> **TEXTE DU DOCUMENT**:

Comme elle a aimé voyager à travers la Lituanie en compagnie d'autres écrivains! Aimé se battre contre le froid, venir à bout des nuits férocement noires, aimé aussi parler français, allemand, anglais, ses grosses lunettes de soleil sur le nez!

 

Sarah Popp, dans sa chambre d'hôte du vieux Vilnius, se réjouit cependant de retourner le lendemain chez elle, à Bâle, en Suisse, après avoir participé à ce Festival de littérature qui a pris fin ce soir.

 

Mais les lendemains ne chantent pas tous: À l'aéroport de Vilnius, tous les vols sont annulés. Trop de neige, trop de gel. Sarah devra patienter, trois jours. En attendant, elle prend un bus au hasard.

 

Elle joint son mari Tobie par téléphone pour le prévenir de ce contre-temps. Il n'a pas l'air de trop s'inquiéter, prend même la chose avec philosophie: il a répété promène-toi, accepte ce qui arrivera.

 

Elle espère que Tobie informera leur fille Matild qu'elle rentrera en Suisse un peu plus tard ... Plutôt que de profiter de ce temps libre pour écrire, elle préfère vagabonder, faire l'écriture buissonnière.

 

Dans un café en sous-sol où elle boit du thé et mange une crêpe à la confiture de fraise, la serveuse, Karola, qui parle français, lui propose de lui trouver une chambre pour la nuit chez l'habitant.

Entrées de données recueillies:
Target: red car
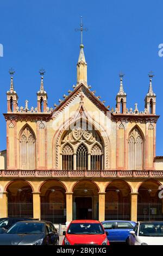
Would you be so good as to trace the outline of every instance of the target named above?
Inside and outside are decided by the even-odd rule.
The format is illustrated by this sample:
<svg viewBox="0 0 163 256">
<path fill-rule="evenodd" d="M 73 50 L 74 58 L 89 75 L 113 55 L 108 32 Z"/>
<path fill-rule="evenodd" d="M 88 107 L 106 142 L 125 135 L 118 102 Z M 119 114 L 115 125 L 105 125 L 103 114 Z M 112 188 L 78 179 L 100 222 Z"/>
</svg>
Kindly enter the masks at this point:
<svg viewBox="0 0 163 256">
<path fill-rule="evenodd" d="M 98 221 L 72 221 L 63 235 L 62 245 L 109 245 L 107 234 Z"/>
</svg>

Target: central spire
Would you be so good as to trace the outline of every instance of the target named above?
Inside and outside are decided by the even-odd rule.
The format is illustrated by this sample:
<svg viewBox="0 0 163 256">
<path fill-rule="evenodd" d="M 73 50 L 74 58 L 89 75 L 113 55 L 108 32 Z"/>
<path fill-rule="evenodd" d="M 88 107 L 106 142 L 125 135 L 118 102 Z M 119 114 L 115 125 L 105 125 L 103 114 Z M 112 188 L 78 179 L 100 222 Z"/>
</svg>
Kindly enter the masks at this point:
<svg viewBox="0 0 163 256">
<path fill-rule="evenodd" d="M 84 45 L 83 44 L 83 31 L 87 31 L 86 28 L 83 28 L 82 16 L 81 16 L 81 22 L 80 24 L 80 28 L 77 28 L 76 31 L 80 31 L 81 32 L 81 44 L 80 45 L 80 53 L 79 59 L 77 63 L 77 86 L 83 83 L 87 87 L 87 63 L 85 61 Z"/>
</svg>

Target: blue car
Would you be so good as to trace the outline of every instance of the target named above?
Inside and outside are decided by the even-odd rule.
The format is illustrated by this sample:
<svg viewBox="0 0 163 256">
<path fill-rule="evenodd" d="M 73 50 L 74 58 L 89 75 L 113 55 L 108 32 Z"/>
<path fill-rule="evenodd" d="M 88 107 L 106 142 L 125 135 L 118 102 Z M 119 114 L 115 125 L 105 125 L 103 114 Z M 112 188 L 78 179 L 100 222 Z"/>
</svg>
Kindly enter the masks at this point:
<svg viewBox="0 0 163 256">
<path fill-rule="evenodd" d="M 128 221 L 105 221 L 102 224 L 105 231 L 108 232 L 107 235 L 109 242 L 127 242 L 136 225 L 136 222 Z"/>
</svg>

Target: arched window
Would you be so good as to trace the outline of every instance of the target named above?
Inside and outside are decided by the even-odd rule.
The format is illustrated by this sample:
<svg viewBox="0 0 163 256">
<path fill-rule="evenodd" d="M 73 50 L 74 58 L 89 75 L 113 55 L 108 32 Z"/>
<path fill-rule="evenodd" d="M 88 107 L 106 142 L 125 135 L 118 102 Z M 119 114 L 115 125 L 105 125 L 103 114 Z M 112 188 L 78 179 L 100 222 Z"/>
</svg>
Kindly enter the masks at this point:
<svg viewBox="0 0 163 256">
<path fill-rule="evenodd" d="M 13 111 L 13 99 L 12 97 L 10 97 L 10 111 L 12 112 Z"/>
<path fill-rule="evenodd" d="M 73 154 L 72 147 L 66 144 L 62 151 L 62 170 L 73 169 Z"/>
<path fill-rule="evenodd" d="M 43 105 L 43 97 L 40 98 L 40 112 L 42 112 L 42 105 Z"/>
<path fill-rule="evenodd" d="M 91 169 L 101 170 L 102 169 L 102 152 L 98 145 L 95 145 L 91 153 Z"/>
<path fill-rule="evenodd" d="M 142 170 L 143 163 L 143 141 L 137 129 L 130 133 L 128 138 L 128 169 Z"/>
<path fill-rule="evenodd" d="M 149 109 L 149 113 L 150 114 L 153 114 L 153 101 L 152 99 L 151 99 L 150 100 L 150 109 Z"/>
<path fill-rule="evenodd" d="M 28 127 L 26 127 L 20 138 L 20 161 L 21 169 L 35 168 L 35 139 Z"/>
<path fill-rule="evenodd" d="M 87 169 L 87 150 L 83 144 L 81 144 L 77 149 L 77 169 Z"/>
<path fill-rule="evenodd" d="M 123 99 L 121 99 L 121 100 L 120 113 L 123 113 Z"/>
</svg>

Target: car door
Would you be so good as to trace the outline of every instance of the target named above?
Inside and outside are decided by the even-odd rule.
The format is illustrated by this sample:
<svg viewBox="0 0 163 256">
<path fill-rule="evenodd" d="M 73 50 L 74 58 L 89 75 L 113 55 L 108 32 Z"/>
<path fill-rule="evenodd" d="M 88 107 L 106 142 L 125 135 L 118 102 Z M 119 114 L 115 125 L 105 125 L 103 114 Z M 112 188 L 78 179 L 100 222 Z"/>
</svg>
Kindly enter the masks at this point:
<svg viewBox="0 0 163 256">
<path fill-rule="evenodd" d="M 116 230 L 115 229 L 116 222 L 109 221 L 108 222 L 104 222 L 102 223 L 105 231 L 108 232 L 107 235 L 108 239 L 109 242 L 114 242 L 116 240 Z"/>
<path fill-rule="evenodd" d="M 129 222 L 118 221 L 117 226 L 117 240 L 120 242 L 126 242 L 130 235 L 130 231 L 133 230 L 134 227 Z"/>
<path fill-rule="evenodd" d="M 136 237 L 137 235 L 138 230 L 138 225 L 139 224 L 136 223 L 136 225 L 135 226 L 133 230 L 135 231 L 135 234 L 130 234 L 129 236 L 129 244 L 130 245 L 135 245 L 135 241 L 136 240 Z"/>
</svg>

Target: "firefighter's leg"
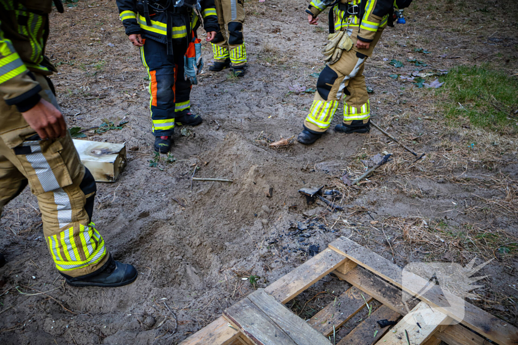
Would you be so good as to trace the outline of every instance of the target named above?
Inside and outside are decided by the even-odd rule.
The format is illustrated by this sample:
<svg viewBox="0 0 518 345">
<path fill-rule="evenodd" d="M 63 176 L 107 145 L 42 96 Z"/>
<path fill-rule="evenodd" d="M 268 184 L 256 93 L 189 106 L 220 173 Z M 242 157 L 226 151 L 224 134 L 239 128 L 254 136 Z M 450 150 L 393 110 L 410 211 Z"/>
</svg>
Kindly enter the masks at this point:
<svg viewBox="0 0 518 345">
<path fill-rule="evenodd" d="M 343 103 L 343 122 L 335 128 L 337 131 L 368 133 L 370 130 L 370 106 L 363 75 L 364 66 L 362 65 L 356 76 L 349 81 L 349 94 Z"/>
<path fill-rule="evenodd" d="M 45 78 L 36 78 L 43 88 L 40 95 L 57 106 Z M 5 103 L 0 107 L 6 116 L 21 116 Z M 95 181 L 81 163 L 68 131 L 65 138 L 53 140 L 42 141 L 35 133 L 15 147 L 0 139 L 0 157 L 2 206 L 28 181 L 38 199 L 51 256 L 68 283 L 115 287 L 136 278 L 134 267 L 110 258 L 91 221 Z M 6 183 L 9 181 L 10 187 Z"/>
<path fill-rule="evenodd" d="M 243 39 L 243 23 L 244 22 L 243 0 L 225 0 L 229 3 L 230 20 L 227 21 L 228 28 L 228 51 L 234 72 L 244 74 L 242 68 L 247 64 L 247 50 Z M 227 5 L 228 6 L 228 5 Z"/>
<path fill-rule="evenodd" d="M 344 52 L 336 63 L 324 67 L 316 82 L 316 92 L 304 121 L 304 130 L 297 138 L 298 141 L 312 143 L 327 130 L 338 106 L 338 100 L 342 95 L 349 93 L 349 82 L 363 68 L 366 58 L 350 50 Z"/>
<path fill-rule="evenodd" d="M 175 123 L 178 126 L 196 126 L 202 123 L 202 116 L 191 112 L 191 90 L 192 85 L 189 80 L 183 77 L 183 55 L 185 51 L 178 50 L 175 54 L 180 58 L 175 58 L 176 69 L 175 81 L 175 95 L 176 96 L 176 105 L 175 112 Z"/>
<path fill-rule="evenodd" d="M 216 13 L 218 14 L 218 22 L 220 24 L 220 31 L 216 33 L 216 36 L 212 42 L 214 65 L 210 66 L 209 69 L 215 72 L 219 72 L 230 67 L 228 36 L 225 26 L 225 13 L 223 11 L 222 1 L 225 0 L 214 1 Z"/>
<path fill-rule="evenodd" d="M 164 154 L 170 149 L 175 130 L 175 65 L 173 56 L 167 55 L 166 44 L 149 38 L 140 47 L 142 63 L 149 77 L 149 106 L 155 137 L 154 148 L 155 151 Z"/>
</svg>

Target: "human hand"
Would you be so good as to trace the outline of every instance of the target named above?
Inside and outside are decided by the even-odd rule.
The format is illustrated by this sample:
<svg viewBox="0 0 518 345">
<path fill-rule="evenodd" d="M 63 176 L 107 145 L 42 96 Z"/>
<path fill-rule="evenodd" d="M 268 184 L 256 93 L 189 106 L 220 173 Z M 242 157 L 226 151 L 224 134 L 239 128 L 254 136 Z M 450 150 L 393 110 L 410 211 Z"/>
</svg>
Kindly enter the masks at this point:
<svg viewBox="0 0 518 345">
<path fill-rule="evenodd" d="M 22 116 L 42 140 L 64 138 L 66 124 L 63 114 L 51 103 L 41 98 L 36 105 Z"/>
<path fill-rule="evenodd" d="M 142 36 L 140 34 L 133 34 L 128 36 L 128 38 L 133 43 L 135 47 L 142 47 L 144 45 L 144 42 L 142 39 Z"/>
<path fill-rule="evenodd" d="M 215 31 L 208 31 L 207 33 L 207 38 L 205 40 L 207 42 L 210 42 L 214 38 L 216 37 L 216 32 Z"/>
<path fill-rule="evenodd" d="M 313 17 L 313 14 L 308 14 L 308 22 L 312 25 L 318 24 L 318 21 L 316 17 Z"/>
<path fill-rule="evenodd" d="M 370 43 L 368 42 L 364 42 L 359 40 L 356 41 L 356 48 L 362 49 L 368 49 L 370 46 Z"/>
</svg>

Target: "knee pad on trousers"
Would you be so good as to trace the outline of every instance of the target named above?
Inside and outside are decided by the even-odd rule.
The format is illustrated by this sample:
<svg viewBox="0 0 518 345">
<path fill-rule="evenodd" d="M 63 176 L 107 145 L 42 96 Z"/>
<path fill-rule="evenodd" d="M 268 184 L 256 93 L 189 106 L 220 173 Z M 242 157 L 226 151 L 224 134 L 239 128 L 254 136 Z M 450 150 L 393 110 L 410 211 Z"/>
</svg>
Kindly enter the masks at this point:
<svg viewBox="0 0 518 345">
<path fill-rule="evenodd" d="M 322 70 L 316 82 L 316 91 L 318 91 L 320 97 L 325 100 L 328 100 L 329 93 L 338 78 L 338 74 L 328 66 L 326 66 Z"/>
<path fill-rule="evenodd" d="M 243 24 L 239 22 L 231 22 L 228 26 L 228 44 L 239 46 L 243 44 Z"/>
<path fill-rule="evenodd" d="M 225 38 L 223 37 L 223 34 L 221 33 L 221 31 L 220 30 L 216 33 L 216 35 L 214 36 L 214 39 L 212 40 L 211 43 L 219 43 L 220 42 L 222 42 L 224 40 Z"/>
<path fill-rule="evenodd" d="M 91 196 L 87 198 L 86 203 L 84 204 L 84 209 L 88 214 L 88 218 L 90 221 L 92 221 L 92 215 L 94 212 L 94 201 L 95 198 L 95 192 L 97 191 L 97 186 L 95 184 L 95 179 L 94 178 L 92 173 L 88 170 L 88 168 L 84 168 L 84 176 L 83 179 L 79 184 L 79 188 L 84 195 L 92 194 Z"/>
</svg>

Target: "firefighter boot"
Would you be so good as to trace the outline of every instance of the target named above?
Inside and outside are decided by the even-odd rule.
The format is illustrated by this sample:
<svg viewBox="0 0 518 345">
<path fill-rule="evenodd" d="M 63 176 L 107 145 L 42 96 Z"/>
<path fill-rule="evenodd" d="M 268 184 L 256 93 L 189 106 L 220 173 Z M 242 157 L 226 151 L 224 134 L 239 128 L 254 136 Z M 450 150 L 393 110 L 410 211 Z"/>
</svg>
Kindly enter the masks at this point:
<svg viewBox="0 0 518 345">
<path fill-rule="evenodd" d="M 348 121 L 348 122 L 349 122 Z M 368 133 L 370 131 L 370 120 L 366 124 L 362 120 L 353 120 L 349 124 L 342 123 L 335 127 L 335 132 L 340 132 L 346 134 L 351 133 Z"/>
<path fill-rule="evenodd" d="M 177 115 L 175 123 L 179 126 L 196 126 L 202 123 L 202 116 L 191 113 Z"/>
<path fill-rule="evenodd" d="M 99 271 L 82 277 L 67 278 L 65 280 L 73 287 L 103 287 L 115 288 L 133 282 L 137 279 L 137 270 L 129 264 L 116 261 L 112 258 Z"/>
<path fill-rule="evenodd" d="M 172 136 L 169 137 L 155 137 L 155 151 L 160 153 L 166 154 L 171 149 Z"/>
<path fill-rule="evenodd" d="M 230 58 L 227 57 L 223 61 L 216 60 L 214 62 L 214 65 L 209 68 L 209 71 L 214 72 L 221 72 L 225 68 L 230 67 Z"/>
<path fill-rule="evenodd" d="M 316 141 L 322 136 L 323 133 L 315 133 L 312 130 L 307 129 L 305 127 L 304 130 L 300 132 L 297 137 L 297 141 L 305 145 L 309 145 Z"/>
<path fill-rule="evenodd" d="M 236 77 L 241 78 L 244 76 L 244 67 L 234 67 L 232 70 L 234 71 L 234 75 Z"/>
</svg>

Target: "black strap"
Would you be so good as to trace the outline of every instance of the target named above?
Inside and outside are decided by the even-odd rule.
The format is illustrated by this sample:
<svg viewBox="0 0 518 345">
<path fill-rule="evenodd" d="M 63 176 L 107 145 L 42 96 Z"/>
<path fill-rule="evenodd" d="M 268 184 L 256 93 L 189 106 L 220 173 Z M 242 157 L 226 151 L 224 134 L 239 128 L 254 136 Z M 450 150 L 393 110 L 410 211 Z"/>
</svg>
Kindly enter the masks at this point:
<svg viewBox="0 0 518 345">
<path fill-rule="evenodd" d="M 151 19 L 149 17 L 149 6 L 148 5 L 148 0 L 144 0 L 144 18 L 146 18 L 146 25 L 148 26 L 151 26 Z"/>
<path fill-rule="evenodd" d="M 172 55 L 172 15 L 166 12 L 166 18 L 167 21 L 167 55 Z"/>
<path fill-rule="evenodd" d="M 63 3 L 61 2 L 61 0 L 54 0 L 54 6 L 56 7 L 56 9 L 60 13 L 63 13 L 65 11 L 63 8 Z"/>
</svg>

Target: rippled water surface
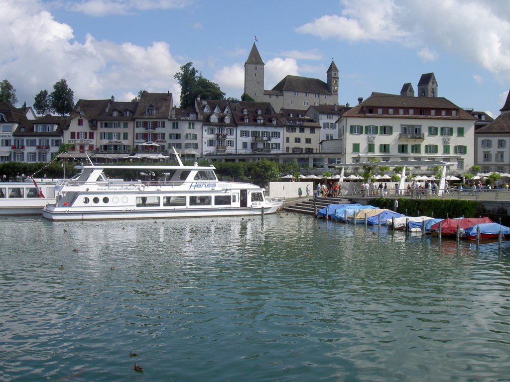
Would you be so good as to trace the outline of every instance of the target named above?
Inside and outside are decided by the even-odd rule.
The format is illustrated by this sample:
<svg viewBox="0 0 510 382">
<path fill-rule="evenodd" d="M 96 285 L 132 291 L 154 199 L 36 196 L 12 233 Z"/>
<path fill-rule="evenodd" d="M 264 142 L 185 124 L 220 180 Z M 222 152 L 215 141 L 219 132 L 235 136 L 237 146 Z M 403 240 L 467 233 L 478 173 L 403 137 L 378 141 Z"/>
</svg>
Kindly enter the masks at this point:
<svg viewBox="0 0 510 382">
<path fill-rule="evenodd" d="M 510 243 L 1 219 L 0 380 L 510 380 Z"/>
</svg>

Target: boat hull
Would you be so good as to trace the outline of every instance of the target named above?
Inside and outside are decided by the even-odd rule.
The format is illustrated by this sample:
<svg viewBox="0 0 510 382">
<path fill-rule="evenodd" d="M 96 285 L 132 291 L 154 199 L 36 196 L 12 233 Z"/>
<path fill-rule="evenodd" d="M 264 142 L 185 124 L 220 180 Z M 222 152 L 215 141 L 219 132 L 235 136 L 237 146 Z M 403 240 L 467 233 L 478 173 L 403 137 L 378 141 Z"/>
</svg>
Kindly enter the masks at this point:
<svg viewBox="0 0 510 382">
<path fill-rule="evenodd" d="M 271 203 L 264 208 L 264 213 L 274 213 L 282 203 Z M 256 208 L 229 208 L 210 209 L 182 209 L 171 210 L 161 209 L 136 210 L 134 209 L 104 211 L 72 210 L 72 209 L 48 205 L 42 211 L 43 217 L 54 221 L 84 221 L 115 219 L 168 219 L 172 217 L 203 217 L 211 216 L 246 216 L 261 215 L 261 207 Z"/>
</svg>

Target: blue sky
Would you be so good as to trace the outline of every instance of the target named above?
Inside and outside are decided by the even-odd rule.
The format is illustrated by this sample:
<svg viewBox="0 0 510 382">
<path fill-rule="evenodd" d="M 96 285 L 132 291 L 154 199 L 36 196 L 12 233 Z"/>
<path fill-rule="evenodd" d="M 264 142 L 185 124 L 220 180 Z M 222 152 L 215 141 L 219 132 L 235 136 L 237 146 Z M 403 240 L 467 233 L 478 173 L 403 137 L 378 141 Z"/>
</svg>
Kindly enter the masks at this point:
<svg viewBox="0 0 510 382">
<path fill-rule="evenodd" d="M 507 0 L 0 0 L 0 80 L 20 106 L 65 78 L 80 98 L 130 100 L 170 91 L 191 61 L 240 97 L 256 43 L 265 89 L 287 74 L 325 81 L 333 59 L 339 102 L 415 90 L 434 72 L 438 94 L 496 117 L 510 89 Z M 311 5 L 313 4 L 313 5 Z"/>
</svg>

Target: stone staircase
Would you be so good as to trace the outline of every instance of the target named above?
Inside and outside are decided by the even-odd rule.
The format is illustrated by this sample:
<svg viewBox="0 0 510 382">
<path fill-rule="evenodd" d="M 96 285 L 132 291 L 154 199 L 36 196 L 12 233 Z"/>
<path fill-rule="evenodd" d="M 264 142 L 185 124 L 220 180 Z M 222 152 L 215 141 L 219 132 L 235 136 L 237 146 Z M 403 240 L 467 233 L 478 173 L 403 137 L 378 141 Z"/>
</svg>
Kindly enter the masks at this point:
<svg viewBox="0 0 510 382">
<path fill-rule="evenodd" d="M 330 204 L 348 204 L 350 203 L 349 199 L 345 198 L 318 198 L 316 202 L 317 211 L 327 207 Z M 314 199 L 311 198 L 304 201 L 299 202 L 295 204 L 288 205 L 284 208 L 284 210 L 292 212 L 305 213 L 309 215 L 314 215 Z"/>
</svg>

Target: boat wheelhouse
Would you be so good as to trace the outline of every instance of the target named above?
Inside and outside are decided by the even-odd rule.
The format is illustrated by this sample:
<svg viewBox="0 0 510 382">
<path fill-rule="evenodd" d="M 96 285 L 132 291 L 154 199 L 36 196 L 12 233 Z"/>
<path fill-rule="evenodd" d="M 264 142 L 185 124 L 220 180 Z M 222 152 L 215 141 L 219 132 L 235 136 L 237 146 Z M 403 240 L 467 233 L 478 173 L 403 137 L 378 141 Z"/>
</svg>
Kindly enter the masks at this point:
<svg viewBox="0 0 510 382">
<path fill-rule="evenodd" d="M 254 184 L 219 180 L 212 165 L 184 166 L 174 154 L 176 166 L 76 166 L 81 172 L 57 183 L 56 202 L 42 215 L 54 221 L 240 216 L 272 213 L 283 204 L 266 199 Z M 146 179 L 111 179 L 109 169 Z"/>
</svg>

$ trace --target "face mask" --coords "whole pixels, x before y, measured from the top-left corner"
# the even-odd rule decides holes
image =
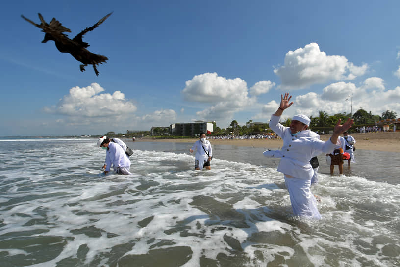
[[[299,134],[300,134],[301,132],[301,131],[302,130],[300,130],[299,132],[298,132],[297,133],[295,133],[294,134],[292,134],[292,136],[294,136],[295,135],[297,135]]]

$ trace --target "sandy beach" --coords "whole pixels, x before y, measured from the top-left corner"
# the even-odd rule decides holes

> **CONSIGNES DE L'EXERCICE**:
A. Dans le texte sur Sarah Popp, combien de temps Sarah devra-t-elle patienter après l'annulation de tous les vols à l'aéroport de Vilnius ?
B. Recopiez mot pour mot le passage du texte sur Sarah Popp commençant par « Mais les lendemains » et allant jusqu'à « bus au hasard. ».

> **RÉPONSES NUMÉROTÉES**:
A. Trois jours.

B.
Mais les lendemains ne chantent pas tous: À l'aéroport de Vilnius, tous les vols sont annulés. Trop de neige, trop de gel. Sarah devra patienter, trois jours. En attendant, elle prend un bus au hasard.